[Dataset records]
==================================================
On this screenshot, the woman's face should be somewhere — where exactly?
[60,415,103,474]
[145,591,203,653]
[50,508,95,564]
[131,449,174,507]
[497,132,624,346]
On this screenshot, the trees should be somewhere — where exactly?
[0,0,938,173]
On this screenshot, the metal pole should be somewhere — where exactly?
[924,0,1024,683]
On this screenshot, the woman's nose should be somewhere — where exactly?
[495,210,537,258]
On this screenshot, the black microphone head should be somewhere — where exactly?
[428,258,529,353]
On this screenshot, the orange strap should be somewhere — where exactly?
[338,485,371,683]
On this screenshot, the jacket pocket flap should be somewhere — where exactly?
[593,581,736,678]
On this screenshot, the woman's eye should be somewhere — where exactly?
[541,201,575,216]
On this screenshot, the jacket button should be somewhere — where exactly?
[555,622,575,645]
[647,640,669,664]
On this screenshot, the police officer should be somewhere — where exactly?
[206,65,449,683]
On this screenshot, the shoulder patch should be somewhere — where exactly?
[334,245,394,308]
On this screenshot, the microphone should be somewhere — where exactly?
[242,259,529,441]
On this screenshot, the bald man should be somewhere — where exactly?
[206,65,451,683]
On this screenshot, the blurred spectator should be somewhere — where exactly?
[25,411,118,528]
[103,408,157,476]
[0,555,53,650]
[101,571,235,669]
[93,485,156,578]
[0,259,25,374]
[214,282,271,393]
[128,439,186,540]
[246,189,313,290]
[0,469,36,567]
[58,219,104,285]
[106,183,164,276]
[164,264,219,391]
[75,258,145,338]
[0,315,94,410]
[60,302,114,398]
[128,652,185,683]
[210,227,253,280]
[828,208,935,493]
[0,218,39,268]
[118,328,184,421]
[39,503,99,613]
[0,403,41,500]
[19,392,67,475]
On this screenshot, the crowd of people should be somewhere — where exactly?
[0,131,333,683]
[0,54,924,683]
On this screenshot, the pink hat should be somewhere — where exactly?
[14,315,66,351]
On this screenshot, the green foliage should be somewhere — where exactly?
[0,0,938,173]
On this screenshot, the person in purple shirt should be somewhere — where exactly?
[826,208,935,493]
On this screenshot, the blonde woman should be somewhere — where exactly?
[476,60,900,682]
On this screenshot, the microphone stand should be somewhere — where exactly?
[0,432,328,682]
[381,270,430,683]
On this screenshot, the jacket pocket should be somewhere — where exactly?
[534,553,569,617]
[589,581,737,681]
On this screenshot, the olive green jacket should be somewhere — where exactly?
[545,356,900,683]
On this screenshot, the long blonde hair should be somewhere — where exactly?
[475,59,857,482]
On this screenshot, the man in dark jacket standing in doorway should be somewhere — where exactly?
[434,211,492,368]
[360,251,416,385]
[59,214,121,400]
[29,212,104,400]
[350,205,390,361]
==================================================
__What to produce__: Reproduce all of the records above verbatim, keeping each line intact and in its original order.

__Solution to the exercise__:
On this screenshot, the woman's face should be somewhere — where exactly?
[60,415,103,474]
[145,591,203,653]
[50,508,95,564]
[131,449,174,507]
[497,132,624,346]
On this screenshot, the trees should be somewhere — where exactly?
[0,0,938,173]
On this screenshot, the metal pole should be somewhere — where exactly?
[924,0,1024,683]
On this screenshot, the woman's nose should be somewhere — where exactly?
[495,210,537,258]
On this screenshot, the black microphone head should be somewhere — where exactly?
[428,258,529,353]
On this screenshot, the orange strap should be somewhere — where exactly?
[338,485,371,683]
On this screenshot, the jacket pocket flap should be somewhere — where exactly?
[593,581,736,678]
On this screenshot, the woman's eye should be somewhere — where exactly?
[541,201,575,216]
On this screenshot, the jacket button should be somewhere — where exactly?
[555,622,575,645]
[647,640,669,664]
On this screenshot, the police officer should be somewhere — where exactly?
[206,65,449,683]
On this screenshot, the shoulder patch should be somewhere — where exactly?
[334,245,394,308]
On this screenshot, the microphone should be somewhere — where exactly?
[242,259,529,441]
On this screenshot, the bald man should be somewhere — where exactly?
[206,65,451,683]
On this screenshot, the blurred spectator should be somewhere — where exactly?
[25,411,118,528]
[103,408,157,476]
[0,555,53,650]
[101,571,235,669]
[93,485,156,578]
[0,259,25,374]
[214,282,271,393]
[128,439,186,540]
[246,189,313,290]
[0,469,36,567]
[58,219,104,285]
[106,183,164,276]
[164,264,219,391]
[75,258,145,338]
[0,315,94,410]
[60,302,114,398]
[128,652,185,683]
[210,227,253,280]
[828,208,935,493]
[0,218,39,268]
[118,328,184,421]
[39,503,99,613]
[0,403,41,500]
[19,392,67,475]
On this screenshot, the crowd of people should be somewhere — where exactly?
[0,131,333,683]
[0,54,924,683]
On this screenshot, the pink hat should be somewhere — where exactly?
[14,315,66,351]
On this screenshot, the green foliage should be somewhere — where exactly?
[0,0,938,173]
On this screenshot, the person in purple shirt should be somewhere — where exactly?
[826,208,935,493]
On this screenshot, the blonde woman should be somewhere — where exactly?
[476,60,900,682]
On this screenshot, the microphone stand should be somewhere — where exactly?
[0,432,328,682]
[381,270,430,683]
On this screenshot, the jacket pocket should be somewhere — where exactly?
[534,553,569,617]
[589,581,737,681]
On this screenshot, the olive green jacket should be somewhere — where exactly?
[545,356,900,683]
On this screenshot, the long blonde hair should be somewhere — where exactly?
[475,59,857,482]
On this screenshot, the man in dark jacket standing in doorway should be somewhere — where exactly?
[434,211,492,368]
[360,251,416,385]
[59,214,121,400]
[29,212,104,400]
[350,205,390,361]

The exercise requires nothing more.